Your objective — Turn everything in the rows below, from the line containing "Expected: one point per instance of the man in" down to the line containing "[[545, 364], [387, 234]]", into a JSON list of strings with one string per line. Leave out any blank lines.

— begin —

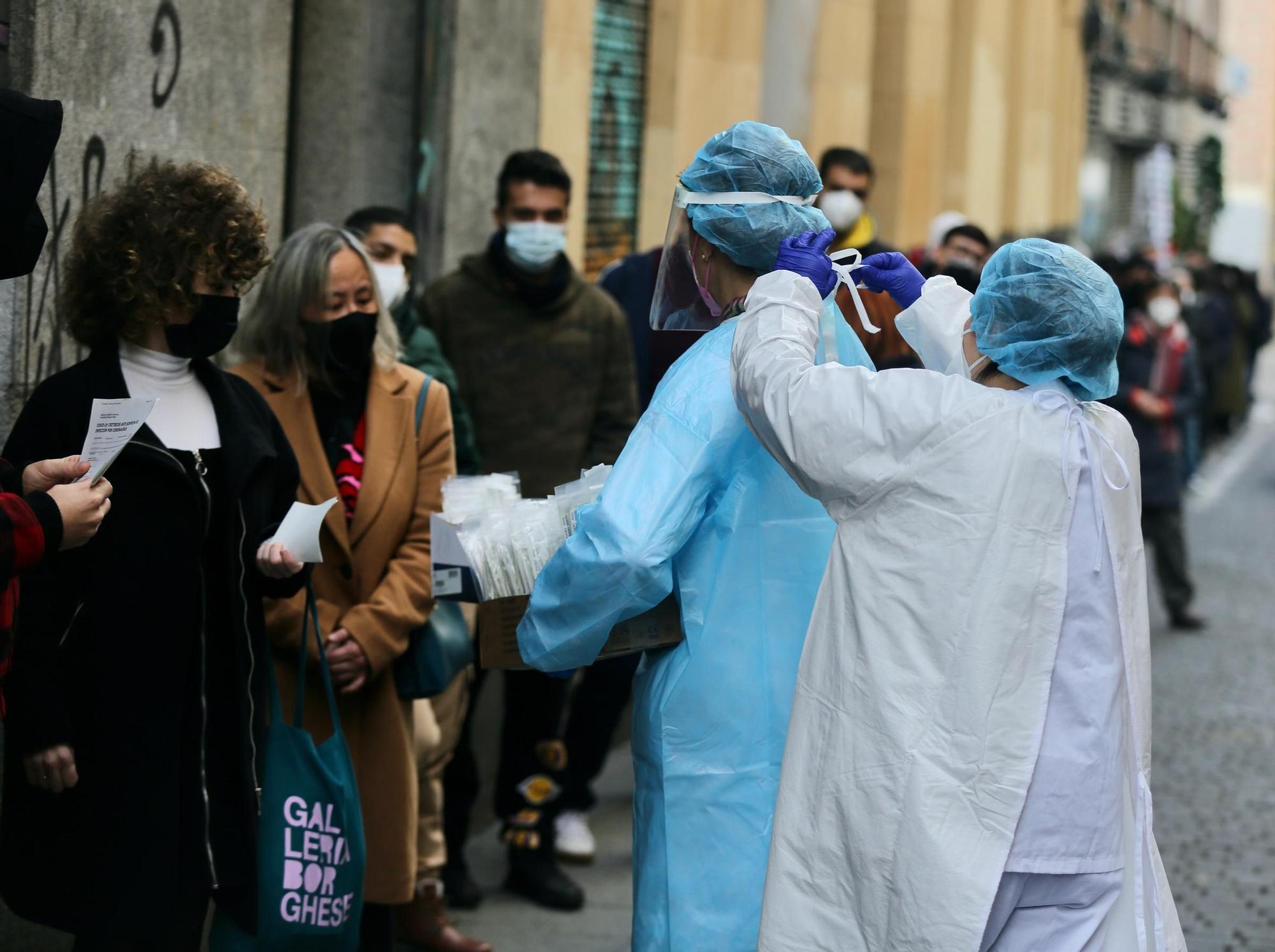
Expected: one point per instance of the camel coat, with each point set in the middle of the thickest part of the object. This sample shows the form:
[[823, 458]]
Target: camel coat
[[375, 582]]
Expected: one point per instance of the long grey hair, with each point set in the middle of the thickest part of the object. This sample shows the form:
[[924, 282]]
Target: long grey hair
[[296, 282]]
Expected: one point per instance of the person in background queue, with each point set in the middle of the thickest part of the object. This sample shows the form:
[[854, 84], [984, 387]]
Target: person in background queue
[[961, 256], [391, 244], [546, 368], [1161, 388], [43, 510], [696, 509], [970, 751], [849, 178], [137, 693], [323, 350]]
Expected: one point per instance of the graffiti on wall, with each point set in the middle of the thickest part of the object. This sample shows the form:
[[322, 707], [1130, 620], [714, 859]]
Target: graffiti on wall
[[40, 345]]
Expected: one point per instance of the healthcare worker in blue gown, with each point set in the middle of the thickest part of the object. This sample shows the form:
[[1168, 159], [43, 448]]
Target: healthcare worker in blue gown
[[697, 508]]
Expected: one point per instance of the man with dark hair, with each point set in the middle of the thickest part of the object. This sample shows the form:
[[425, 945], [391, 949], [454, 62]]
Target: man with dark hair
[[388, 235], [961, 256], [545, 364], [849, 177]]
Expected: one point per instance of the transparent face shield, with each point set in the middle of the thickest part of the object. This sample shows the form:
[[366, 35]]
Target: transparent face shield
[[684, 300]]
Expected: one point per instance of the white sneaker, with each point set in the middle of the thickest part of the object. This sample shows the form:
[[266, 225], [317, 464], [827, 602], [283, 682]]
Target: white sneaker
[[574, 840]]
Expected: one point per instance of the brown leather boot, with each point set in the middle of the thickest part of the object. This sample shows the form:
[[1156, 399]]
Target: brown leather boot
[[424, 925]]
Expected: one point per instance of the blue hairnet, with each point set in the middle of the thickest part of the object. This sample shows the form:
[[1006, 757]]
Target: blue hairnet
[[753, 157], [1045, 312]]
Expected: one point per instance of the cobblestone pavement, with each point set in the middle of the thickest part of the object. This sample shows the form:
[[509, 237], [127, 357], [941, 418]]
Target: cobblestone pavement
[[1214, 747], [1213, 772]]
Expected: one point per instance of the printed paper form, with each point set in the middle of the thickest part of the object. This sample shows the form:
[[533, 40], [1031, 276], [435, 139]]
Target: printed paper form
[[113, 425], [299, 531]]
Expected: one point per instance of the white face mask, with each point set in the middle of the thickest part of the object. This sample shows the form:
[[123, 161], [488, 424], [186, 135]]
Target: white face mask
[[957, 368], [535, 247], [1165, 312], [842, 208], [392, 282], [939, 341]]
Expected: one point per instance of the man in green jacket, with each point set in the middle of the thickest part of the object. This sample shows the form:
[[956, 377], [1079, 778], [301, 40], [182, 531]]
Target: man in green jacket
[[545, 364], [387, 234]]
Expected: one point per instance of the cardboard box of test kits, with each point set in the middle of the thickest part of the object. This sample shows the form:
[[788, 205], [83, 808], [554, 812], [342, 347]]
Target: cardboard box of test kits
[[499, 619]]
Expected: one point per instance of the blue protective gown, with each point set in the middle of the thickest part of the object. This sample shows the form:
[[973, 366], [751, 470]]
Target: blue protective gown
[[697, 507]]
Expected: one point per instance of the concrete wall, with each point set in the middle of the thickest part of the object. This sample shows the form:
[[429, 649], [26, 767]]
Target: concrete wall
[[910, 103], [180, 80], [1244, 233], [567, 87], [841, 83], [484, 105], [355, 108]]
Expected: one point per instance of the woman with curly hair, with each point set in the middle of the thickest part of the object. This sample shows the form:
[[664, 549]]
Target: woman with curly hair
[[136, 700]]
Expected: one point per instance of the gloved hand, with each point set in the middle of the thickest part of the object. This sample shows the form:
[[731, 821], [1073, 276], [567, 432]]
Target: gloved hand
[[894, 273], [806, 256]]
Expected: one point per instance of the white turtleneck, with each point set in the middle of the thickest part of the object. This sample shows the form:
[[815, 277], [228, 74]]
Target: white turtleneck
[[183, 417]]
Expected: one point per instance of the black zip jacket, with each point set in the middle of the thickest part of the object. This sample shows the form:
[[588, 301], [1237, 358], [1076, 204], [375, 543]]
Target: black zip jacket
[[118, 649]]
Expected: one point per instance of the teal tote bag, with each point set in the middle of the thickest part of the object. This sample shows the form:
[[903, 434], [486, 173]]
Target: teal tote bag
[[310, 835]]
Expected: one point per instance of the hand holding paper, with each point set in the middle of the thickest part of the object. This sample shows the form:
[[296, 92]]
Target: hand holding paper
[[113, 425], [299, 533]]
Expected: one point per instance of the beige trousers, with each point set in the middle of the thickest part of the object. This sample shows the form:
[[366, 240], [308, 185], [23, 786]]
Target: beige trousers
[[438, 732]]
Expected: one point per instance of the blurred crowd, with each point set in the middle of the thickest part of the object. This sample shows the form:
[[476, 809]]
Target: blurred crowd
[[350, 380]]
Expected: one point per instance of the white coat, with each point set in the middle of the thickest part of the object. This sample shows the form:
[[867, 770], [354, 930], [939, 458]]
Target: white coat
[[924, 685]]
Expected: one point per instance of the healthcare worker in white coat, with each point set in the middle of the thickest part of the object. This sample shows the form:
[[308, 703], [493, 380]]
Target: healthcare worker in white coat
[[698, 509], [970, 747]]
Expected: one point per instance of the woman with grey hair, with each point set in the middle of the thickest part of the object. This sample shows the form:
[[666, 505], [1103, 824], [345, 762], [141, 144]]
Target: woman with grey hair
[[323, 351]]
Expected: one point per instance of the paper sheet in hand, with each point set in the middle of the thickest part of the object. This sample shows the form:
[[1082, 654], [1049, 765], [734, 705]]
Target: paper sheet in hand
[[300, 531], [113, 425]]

— end —
— begin —

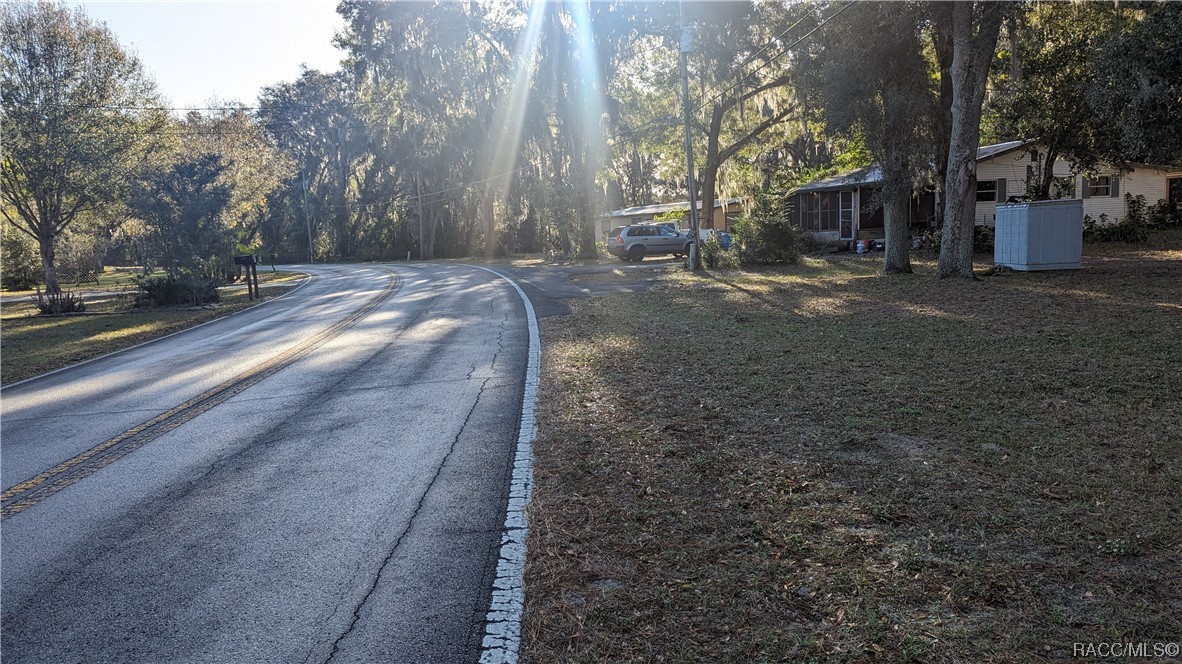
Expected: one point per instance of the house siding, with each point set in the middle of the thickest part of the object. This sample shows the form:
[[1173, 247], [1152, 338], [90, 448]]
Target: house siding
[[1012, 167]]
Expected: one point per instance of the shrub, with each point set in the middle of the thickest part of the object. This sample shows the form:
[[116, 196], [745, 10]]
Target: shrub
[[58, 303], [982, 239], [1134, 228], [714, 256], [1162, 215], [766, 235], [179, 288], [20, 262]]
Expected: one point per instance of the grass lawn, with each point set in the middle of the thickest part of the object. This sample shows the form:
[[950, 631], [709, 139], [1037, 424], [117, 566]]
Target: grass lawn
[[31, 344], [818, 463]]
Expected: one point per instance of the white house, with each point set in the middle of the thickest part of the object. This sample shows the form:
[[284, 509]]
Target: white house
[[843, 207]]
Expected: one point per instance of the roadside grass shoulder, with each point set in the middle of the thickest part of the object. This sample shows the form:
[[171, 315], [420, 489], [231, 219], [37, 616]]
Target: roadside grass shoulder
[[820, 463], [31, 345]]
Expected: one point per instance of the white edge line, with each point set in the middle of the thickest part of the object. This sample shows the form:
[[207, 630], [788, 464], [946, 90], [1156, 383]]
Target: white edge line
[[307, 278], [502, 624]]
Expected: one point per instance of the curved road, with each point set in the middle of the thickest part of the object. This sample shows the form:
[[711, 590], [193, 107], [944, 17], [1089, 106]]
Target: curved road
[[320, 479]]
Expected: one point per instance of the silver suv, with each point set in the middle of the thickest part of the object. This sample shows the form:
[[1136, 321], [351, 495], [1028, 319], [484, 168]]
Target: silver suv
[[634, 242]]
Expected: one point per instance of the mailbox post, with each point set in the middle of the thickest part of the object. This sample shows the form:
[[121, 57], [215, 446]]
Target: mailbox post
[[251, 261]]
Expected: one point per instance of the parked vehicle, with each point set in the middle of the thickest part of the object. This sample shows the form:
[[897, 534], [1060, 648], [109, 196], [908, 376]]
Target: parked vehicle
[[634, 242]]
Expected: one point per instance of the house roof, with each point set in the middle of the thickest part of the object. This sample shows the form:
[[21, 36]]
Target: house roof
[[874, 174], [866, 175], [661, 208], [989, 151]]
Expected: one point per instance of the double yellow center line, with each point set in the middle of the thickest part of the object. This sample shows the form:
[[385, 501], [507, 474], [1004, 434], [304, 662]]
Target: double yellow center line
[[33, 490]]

— end —

Answer to this exercise —
[
  "Expected: one point per instance of the man in green jacket, with each point set in the middle of the thickest part of the object. This sample shows the form:",
  "[[956, 377], [1079, 778], [301, 40], [182, 531]]",
  "Target: man in green jacket",
  "[[545, 364], [387, 234]]"
]